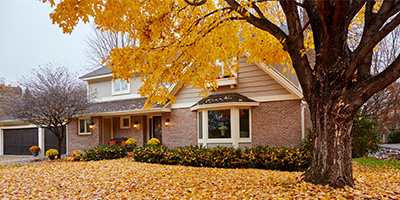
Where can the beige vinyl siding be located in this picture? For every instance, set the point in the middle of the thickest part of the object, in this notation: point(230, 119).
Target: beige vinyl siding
point(136, 82)
point(253, 82)
point(104, 87)
point(288, 74)
point(101, 88)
****
WORK ITEM. Each record must be set down again without alteration, and no picture may be carried over.

REPLY.
Where can the beige vinyl siding be located in this picture? For every instance, set the point in the middle of the thickest part of the object, in this notation: point(230, 119).
Target: beige vinyl siding
point(136, 82)
point(253, 82)
point(104, 87)
point(288, 74)
point(101, 88)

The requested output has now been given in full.